* [Exercise]:
Output the data exactly, with every line intact.

— Start of Data for this task —

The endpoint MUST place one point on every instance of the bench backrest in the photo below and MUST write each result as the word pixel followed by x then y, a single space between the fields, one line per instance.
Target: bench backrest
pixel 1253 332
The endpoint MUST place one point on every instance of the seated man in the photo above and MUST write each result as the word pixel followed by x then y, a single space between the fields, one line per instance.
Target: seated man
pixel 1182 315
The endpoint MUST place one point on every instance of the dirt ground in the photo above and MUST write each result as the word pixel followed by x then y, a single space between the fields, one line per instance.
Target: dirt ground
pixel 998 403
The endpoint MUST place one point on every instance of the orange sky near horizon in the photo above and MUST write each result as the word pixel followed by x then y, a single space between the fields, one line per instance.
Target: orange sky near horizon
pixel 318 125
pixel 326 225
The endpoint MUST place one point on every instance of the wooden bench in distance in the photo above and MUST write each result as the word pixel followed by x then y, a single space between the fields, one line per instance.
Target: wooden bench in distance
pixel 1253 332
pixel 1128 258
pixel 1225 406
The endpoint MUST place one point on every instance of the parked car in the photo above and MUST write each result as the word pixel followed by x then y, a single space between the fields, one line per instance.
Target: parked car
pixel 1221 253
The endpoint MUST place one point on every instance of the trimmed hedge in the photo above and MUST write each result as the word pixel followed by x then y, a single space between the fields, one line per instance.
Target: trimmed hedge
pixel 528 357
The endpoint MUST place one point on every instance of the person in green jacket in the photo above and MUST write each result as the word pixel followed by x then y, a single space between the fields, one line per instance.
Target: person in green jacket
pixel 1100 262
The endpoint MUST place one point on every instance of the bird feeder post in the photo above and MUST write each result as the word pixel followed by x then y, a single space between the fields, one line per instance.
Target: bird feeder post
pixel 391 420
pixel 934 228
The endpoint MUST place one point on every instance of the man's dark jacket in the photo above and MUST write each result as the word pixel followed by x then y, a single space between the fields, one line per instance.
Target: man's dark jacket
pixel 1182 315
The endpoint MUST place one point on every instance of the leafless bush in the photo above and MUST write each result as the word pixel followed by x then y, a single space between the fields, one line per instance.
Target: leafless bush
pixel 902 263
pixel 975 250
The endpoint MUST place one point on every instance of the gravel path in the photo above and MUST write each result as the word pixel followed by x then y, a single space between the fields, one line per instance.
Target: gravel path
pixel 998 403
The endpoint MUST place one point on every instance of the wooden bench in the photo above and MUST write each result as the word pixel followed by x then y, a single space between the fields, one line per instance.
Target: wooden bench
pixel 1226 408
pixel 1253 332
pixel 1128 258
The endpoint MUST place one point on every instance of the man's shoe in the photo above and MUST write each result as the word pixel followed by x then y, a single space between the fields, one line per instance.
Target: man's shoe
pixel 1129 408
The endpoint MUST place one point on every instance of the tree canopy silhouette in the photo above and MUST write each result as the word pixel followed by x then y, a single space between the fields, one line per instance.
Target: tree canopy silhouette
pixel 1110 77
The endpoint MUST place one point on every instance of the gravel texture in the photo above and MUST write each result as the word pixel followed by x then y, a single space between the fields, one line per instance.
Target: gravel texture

— End of Data for this task —

* [Answer in full]:
The endpoint MUST place one point on every instance of the bench backrest in the photo below and MUST write each result as the word pixel followed by x then y, a single space between the fields, one line per instance.
Target: bench backrest
pixel 1253 332
The endpoint MUST place one point on every instance of the seated man in the photo above and MUST write each result as the word pixel followed by x then y, a single space between the fields, one line per instance.
Target: seated man
pixel 1182 315
The endpoint MUST place one point on every instance of the dirt ground in the photo above and MUST write each result as the word pixel followed by x then y, a single space between the fields, one line per instance.
Target: dirt ground
pixel 998 403
The endpoint MUST place one point on every instance of the orange sky near horizon in the photo above and MUST write each result as the word pixel followed by x then y, a single space between the fields, one line per instance.
Target: orange sky near horizon
pixel 318 125
pixel 326 225
The endpoint MUST place one point on every instance of the wooden bench in distance in the photo above and MUST write each result as the word pixel followed by x then y, a single space between the fields, one line per instance.
Target: wooden bench in distance
pixel 1253 332
pixel 1128 258
pixel 1225 406
The endpoint MUST place one point on every instance of the parked car in the photo above and MUST write each result as the word pixel followed by x then y, a single space between the fields, one line per instance.
Target: parked car
pixel 1221 253
The endpoint MUST place one point on every instance of the trimmed hedge in the photo above and MUST write each result as the word pixel followed by x then y, a single space between the fields, one line per instance.
Target: trimmed hedge
pixel 528 357
The endpoint MUST place one point on every instance of the person in green jacket in the photo above and MUST write each result as the word pixel followed by x then y, a single space between the fields, one line per instance.
Target: person in green jacket
pixel 1100 262
The endpoint MUST place one point on every instance of the bird feeder post in the photo above and MUST write each result as the word pixel followed by x then y, a single space between the fields, one line per instance.
Target: bird feeder post
pixel 391 420
pixel 934 228
The endpoint MUST place one point on every instance of the man's dark jacket in the photo above and MUST write each result as the word pixel followed by x then y, a single space between the fields, one line per instance.
Target: man's dark jacket
pixel 1182 315
The endpoint MUST place one point on every instance of the leafless bush in the photo above and MUST write each result as the word pixel followed by x then y, a single space between the fields, one line per instance.
Target: leafless bush
pixel 902 263
pixel 975 250
The endpoint MUST place one point on every instance of the gravel path in the photo above and MUST write each result as the word pixel followed by x then y, a single space between the fields, one line per instance.
Target: gravel path
pixel 998 403
The endpoint MUST place one point on every instance of the wooden bench in the photo above and MUST write each result as the word pixel followed by x then y, a single space between the fields, one line per instance.
Target: wooden bench
pixel 1226 408
pixel 1253 332
pixel 1128 258
The endpoint MUST place one point on every instance of the man's shoe in the photo above and MUST write each result as the word pixel followed by x then y, a single space between the fields, one line per instance.
Target: man's shoe
pixel 1129 408
The endpoint MUST place one point on every instance of the tree canopy silhouette in the photo above and MUST write each result as the word pixel followed by x then y, a single space between the fields, one line per instance.
Target: tree canopy silhouette
pixel 1110 77
The endpoint MUST place one point on every instance of the gravel texture in the photo above and MUST write each result as the word pixel followed by x then y, a single space between the fields, one line per instance.
Target: gravel texture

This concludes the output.